- **本文**:
::::::::

そもそも和菓子という言葉が生まれたのはそう昔のことではありません。

鎖国をしていた日本が開国後に急速に西洋化をしますが、明治時代以降に西洋風の菓子が作られ始めた際に洋菓子と区別するために和菓子という言葉が生まれました。

それ以前はただの菓子と呼ばれていました(考えてみれば当たり前の話ですね)

つまり洋菓子という言葉が生まれる以前から日本に存在していた菓子を和菓子と呼び、それ以降西洋から入ってきた菓子を洋菓子と区別するようになったのです。

カステラは室町時代の終わりに長崎に来たポルトガル人より伝わったといわれています。なのでカステラは立派な和菓子という訳です。

ポルトガルの「パオン・デ・ロー」、もしくはスペインの「ビスコチョ」と呼ばれる焼き菓子が起源といわれ、名前はポルトガル語の「ボロ・デ・カステラ(カスティリア地方の菓子」に由来する説が有力になっています。

日本でキリスト教を布教したイエズス会の宣教師たちが布教にカステラを使っていたともいわれ、日本でも普及したと考えられます。江戸時代前期にはすでに天皇や公家といった上流階級の人々のもてなしに用いられていたり、江戸時代後期には庶民にも普及していたカステラ。

::::::::

- **資料**:
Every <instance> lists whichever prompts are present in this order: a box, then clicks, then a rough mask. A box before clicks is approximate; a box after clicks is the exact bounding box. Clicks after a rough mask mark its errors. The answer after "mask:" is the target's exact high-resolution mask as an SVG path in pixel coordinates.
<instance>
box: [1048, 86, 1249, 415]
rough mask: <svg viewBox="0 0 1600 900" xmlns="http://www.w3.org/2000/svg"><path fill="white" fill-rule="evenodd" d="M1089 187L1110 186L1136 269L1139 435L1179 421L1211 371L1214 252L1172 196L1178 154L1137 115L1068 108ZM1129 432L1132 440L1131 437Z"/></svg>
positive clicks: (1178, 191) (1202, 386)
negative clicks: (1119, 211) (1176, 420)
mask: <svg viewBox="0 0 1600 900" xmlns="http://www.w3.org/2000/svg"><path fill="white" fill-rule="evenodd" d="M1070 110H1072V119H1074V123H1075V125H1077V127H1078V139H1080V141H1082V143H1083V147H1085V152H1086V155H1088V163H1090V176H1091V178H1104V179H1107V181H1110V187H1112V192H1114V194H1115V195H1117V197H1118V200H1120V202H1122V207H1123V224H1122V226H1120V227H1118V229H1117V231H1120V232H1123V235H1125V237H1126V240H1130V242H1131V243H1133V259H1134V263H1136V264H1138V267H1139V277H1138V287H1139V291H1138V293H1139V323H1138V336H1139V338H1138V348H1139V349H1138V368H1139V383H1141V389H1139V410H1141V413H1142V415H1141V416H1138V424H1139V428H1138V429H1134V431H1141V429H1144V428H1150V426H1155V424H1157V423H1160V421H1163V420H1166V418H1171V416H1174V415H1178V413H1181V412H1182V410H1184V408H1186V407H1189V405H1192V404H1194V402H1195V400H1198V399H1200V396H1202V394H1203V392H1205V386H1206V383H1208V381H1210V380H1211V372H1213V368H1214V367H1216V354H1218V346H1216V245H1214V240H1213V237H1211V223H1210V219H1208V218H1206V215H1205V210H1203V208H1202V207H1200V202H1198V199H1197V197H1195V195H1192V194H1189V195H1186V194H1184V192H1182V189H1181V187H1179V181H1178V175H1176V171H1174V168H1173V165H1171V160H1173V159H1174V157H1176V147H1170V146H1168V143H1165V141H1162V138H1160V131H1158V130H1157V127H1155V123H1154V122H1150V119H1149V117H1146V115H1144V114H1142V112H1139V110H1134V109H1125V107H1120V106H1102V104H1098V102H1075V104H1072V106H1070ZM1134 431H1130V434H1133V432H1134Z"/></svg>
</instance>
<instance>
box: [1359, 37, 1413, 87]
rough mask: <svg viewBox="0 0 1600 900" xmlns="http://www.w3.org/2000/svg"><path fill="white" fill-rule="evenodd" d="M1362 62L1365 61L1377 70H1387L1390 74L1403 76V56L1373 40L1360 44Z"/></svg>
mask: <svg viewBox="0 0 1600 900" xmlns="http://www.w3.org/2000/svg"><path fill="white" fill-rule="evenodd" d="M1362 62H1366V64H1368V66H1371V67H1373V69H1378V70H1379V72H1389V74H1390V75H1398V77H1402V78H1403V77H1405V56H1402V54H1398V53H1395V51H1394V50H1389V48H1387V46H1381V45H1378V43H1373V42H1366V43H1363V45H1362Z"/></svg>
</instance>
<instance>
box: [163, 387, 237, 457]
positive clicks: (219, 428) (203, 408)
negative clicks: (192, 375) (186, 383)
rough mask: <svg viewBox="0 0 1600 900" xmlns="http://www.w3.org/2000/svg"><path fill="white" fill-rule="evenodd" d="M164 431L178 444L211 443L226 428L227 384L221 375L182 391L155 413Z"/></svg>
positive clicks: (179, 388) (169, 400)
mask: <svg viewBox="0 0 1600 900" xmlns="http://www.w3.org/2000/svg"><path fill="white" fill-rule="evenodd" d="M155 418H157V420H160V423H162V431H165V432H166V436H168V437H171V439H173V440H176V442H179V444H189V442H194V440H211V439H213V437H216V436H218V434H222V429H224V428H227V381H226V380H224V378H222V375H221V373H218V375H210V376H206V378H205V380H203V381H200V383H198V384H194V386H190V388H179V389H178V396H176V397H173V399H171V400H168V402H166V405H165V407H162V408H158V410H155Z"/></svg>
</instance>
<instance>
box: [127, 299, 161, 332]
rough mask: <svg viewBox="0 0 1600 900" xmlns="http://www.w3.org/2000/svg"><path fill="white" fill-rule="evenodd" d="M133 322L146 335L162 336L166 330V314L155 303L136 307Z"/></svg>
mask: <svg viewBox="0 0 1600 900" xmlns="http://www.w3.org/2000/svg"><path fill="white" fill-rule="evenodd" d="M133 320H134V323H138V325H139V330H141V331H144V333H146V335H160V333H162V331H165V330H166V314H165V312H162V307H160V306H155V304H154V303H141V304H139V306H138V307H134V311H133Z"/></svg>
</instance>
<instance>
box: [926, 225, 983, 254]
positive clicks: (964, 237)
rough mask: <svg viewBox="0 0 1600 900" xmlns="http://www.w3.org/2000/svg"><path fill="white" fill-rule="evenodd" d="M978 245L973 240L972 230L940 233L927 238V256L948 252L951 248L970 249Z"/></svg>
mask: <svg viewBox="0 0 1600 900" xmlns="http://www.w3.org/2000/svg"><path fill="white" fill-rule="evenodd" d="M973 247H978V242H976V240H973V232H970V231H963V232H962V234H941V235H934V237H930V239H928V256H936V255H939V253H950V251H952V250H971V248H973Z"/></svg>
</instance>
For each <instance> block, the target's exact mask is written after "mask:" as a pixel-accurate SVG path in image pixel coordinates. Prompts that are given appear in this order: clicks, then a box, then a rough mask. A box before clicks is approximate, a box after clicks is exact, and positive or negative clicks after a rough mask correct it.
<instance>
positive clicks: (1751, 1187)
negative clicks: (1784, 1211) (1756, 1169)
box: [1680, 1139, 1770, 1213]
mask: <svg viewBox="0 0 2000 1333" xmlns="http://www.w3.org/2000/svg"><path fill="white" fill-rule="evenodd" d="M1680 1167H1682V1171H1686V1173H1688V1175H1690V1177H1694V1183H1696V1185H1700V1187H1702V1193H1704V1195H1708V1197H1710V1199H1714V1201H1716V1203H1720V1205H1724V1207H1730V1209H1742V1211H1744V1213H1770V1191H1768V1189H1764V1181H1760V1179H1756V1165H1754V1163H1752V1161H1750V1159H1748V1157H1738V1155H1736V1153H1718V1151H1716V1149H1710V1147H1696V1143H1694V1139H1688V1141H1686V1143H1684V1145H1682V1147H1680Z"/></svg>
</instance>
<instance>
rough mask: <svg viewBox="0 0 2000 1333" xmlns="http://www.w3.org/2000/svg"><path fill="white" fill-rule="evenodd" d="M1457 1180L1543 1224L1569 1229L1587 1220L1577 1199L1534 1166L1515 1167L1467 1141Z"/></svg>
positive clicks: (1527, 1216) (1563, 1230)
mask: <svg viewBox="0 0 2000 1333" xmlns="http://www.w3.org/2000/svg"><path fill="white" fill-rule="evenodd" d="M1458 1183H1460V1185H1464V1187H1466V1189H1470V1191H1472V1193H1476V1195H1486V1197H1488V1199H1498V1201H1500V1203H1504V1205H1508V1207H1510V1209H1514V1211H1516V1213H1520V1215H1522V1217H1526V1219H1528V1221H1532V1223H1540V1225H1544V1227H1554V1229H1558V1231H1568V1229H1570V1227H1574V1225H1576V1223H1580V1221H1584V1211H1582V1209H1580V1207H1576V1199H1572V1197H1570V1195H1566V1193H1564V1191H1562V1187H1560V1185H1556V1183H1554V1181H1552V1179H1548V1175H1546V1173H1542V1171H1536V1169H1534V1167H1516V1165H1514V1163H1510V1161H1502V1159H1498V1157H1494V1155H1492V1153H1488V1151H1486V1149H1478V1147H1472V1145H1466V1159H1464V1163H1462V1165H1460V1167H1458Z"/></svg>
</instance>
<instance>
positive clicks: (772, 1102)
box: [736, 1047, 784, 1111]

::::::::

- **記述課題 1**:
本文によると、カステラが「立派な和菓子」とされるのはなぜか。本文の説明に基づいて述べなさい。
- **記述課題 2**:
本文のうち、「鎖国をしていた日本が開国後に」を含む語句で始まり「民にも普及していたカステラ。」で終わる部分を、一字も変えずに書き写しなさい。

- **解答 1**:
和菓子とは、洋菓子という言葉が明治時代以降に生まれる以前から日本に存在していた菓子を指します。カステラは室町時代の終わりにポルトガル人から伝わったとされ、それ以前から日本にあった菓子にあたるため、和菓子だとされています。

- **解答 2**:
鎖国をしていた日本が開国後に急速に西洋化をしますが、明治時代以降に西洋風の菓子が作られ始めた際に洋菓子と区別するために和菓子という言葉が生まれました。

それ以前はただの菓子と呼ばれていました(考えてみれば当たり前の話ですね)

つまり洋菓子という言葉が生まれる以前から日本に存在していた菓子を和菓子と呼び、それ以降西洋から入ってきた菓子を洋菓子と区別するようになったのです。

カステラは室町時代の終わりに長崎に来たポルトガル人より伝わったといわれています。なのでカステラは立派な和菓子という訳です。

ポルトガルの「パオン・デ・ロー」、もしくはスペインの「ビスコチョ」と呼ばれる焼き菓子が起源といわれ、名前はポルトガル語の「ボロ・デ・カステラ(カスティリア地方の菓子」に由来する説が有力になっています。

日本でキリスト教を布教したイエズス会の宣教師たちが布教にカステラを使っていたともいわれ、日本でも普及したと考えられます。江戸時代前期にはすでに天皇や公家といった上流階級の人々のもてなしに用いられていたり、江戸時代後期には庶民にも普及していたカステラ。